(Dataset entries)

----------

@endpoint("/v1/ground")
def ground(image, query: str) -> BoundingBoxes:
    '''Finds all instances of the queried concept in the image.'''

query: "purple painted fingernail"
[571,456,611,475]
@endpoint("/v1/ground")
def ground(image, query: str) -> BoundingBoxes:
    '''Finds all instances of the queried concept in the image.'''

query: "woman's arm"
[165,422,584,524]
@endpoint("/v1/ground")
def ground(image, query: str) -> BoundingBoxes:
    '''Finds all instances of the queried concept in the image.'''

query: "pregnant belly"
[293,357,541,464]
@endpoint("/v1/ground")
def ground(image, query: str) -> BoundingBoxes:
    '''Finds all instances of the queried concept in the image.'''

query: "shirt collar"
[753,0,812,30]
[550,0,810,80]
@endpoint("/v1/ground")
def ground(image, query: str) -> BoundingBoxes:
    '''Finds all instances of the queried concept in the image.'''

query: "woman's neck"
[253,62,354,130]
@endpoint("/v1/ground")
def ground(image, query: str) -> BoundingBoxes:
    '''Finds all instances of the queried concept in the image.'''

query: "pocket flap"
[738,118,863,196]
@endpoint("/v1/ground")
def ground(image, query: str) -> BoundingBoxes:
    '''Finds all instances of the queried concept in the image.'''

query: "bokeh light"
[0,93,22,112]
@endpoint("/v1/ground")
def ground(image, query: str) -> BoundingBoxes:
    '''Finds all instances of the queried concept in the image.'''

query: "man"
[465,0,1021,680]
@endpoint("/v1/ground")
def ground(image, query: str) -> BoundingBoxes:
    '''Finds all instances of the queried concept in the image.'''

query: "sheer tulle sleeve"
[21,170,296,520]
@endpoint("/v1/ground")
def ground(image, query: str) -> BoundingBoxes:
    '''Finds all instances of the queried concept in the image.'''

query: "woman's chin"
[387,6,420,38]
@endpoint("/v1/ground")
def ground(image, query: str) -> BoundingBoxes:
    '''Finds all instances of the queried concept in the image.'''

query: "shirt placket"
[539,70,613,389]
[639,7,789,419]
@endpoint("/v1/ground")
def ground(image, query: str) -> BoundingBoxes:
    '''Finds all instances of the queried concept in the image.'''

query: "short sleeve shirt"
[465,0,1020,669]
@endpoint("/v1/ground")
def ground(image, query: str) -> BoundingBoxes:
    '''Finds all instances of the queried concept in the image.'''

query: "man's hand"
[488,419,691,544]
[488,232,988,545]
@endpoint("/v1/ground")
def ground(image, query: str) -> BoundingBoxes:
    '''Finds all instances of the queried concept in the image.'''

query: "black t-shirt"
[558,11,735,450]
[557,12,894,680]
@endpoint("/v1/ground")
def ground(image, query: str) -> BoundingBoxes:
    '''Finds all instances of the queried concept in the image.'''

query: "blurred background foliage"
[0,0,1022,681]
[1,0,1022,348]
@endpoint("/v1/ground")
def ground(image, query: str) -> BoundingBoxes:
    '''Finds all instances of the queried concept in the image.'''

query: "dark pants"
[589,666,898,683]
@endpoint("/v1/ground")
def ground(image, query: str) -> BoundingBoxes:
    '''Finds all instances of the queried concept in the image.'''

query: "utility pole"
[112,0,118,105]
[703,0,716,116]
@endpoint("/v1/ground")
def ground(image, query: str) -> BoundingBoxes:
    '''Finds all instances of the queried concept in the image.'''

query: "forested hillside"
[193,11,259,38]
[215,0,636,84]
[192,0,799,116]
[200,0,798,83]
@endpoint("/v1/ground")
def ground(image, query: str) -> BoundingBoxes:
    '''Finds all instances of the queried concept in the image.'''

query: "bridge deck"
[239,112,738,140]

----------

■ Aim of the task ■
Output each entry exactly as written, leaving none out.

■ Finished exercise ■
@endpoint("/v1/ground")
def ground(image, query: str) -> BoundingBoxes:
    '''Finds all instances of the queried concept in the image.'''

query: "purple painted fingernail"
[571,456,611,475]
@endpoint("/v1/ground")
def ground(image, query: str) -> BoundingBoxes:
    '''Finds all instances of the queried concept in the image.'''

query: "woman's arm"
[165,422,584,524]
@endpoint("/v1/ground")
def ground(image, query: str) -> BoundingBoxes:
    '''Finds all instances of the queried concept in the image.'''

query: "pregnant belly"
[293,357,541,464]
@endpoint("/v1/ground")
def ground(image, query: str) -> BoundingBoxes:
    '''Finds all instances of the queried concept in the image.'''

query: "shirt collar"
[753,0,812,30]
[550,0,810,80]
@endpoint("/v1/ground")
def ground(image, query: str) -> BoundingBoxes:
    '''Finds all instances of the queried concept in the image.'''

query: "woman's neck"
[253,62,354,130]
@endpoint("/v1/ground")
def ground(image, query: str) -> BoundingBoxes:
    '''Finds all instances of the queried concept in the image.'''

query: "pocket flap"
[738,118,863,196]
@endpoint("/v1/ground")
def ground(image, query: str) -> BoundingBoxes:
    '''Finds all instances of the queried concept in the image.'''

query: "bokeh light"
[0,93,22,112]
@endpoint("/v1/ground")
def ground(image, query: str) -> BoundingBoxes:
    '''Finds all instances of the queried concept in the image.'''

query: "man"
[465,0,1021,680]
@endpoint("/v1/ground")
def ground(image, query: str) -> BoundingBoxes:
    '''Finds all instances of the queried concept in the image.'''

query: "sheer tulle sleeve"
[21,170,296,520]
@endpoint("/v1/ground")
def ground(image, query: str) -> BoundingBoxes:
    '''Finds all instances of the queried concept in the image.'''

query: "woman's chin"
[387,6,420,38]
@endpoint("/v1/ground")
def ground(image, query: str) -> BoundingBoxes:
    '''Finds all instances of the queried concept in the image.'''

query: "shirt placket"
[539,70,613,389]
[639,7,789,419]
@endpoint("/v1/ground")
def ground(image, query: str) -> BoundingBoxes:
    '''Finds all instances of the queried concept in the image.'''

query: "short sleeve shirt"
[465,0,1020,669]
@endpoint("/v1/ground")
def ground(image, query: str) -> BoundingBoxes:
    '''Finds all instances of the queried concept in the image.'''

query: "man's hand"
[488,419,691,544]
[488,232,988,545]
@endpoint("/v1/ground")
def ground(image, query: str) -> BoundingBoxes:
    '''Finds all instances of the queried concept in the image.'''

query: "black t-shirt"
[558,11,735,450]
[557,12,894,680]
@endpoint("/v1/ground")
def ground(image, query: str) -> BoundingBoxes:
    '''Finds all instances of the queried concept in the image.'''

query: "blurred background foliage"
[0,0,1022,681]
[1,0,1022,348]
@endpoint("/v1/ground")
def ground(image, query: str) -> BoundingBoxes:
    '''Finds all instances of the queried concept in the image.'''

query: "dark pants"
[589,666,898,683]
@endpoint("/v1/ground")
def ground(image, query: str) -> BoundingBoxes:
    '''Finds all instances of the queried concept in the image.'''

query: "utility pole"
[112,0,118,105]
[703,0,716,116]
@endpoint("/v1/ground")
def ground(image, query: str) -> BoundingBoxes:
    '''Finds all instances of the queried concept in the image.'''

query: "forested hillside"
[193,11,259,38]
[215,0,636,84]
[192,0,799,116]
[200,0,798,83]
@endpoint("/v1/ground")
def ground(image, query: str) -> BoundingBoxes:
    '''Finds all instances of the queried concept in the image.'''

query: "bridge deck"
[239,112,738,140]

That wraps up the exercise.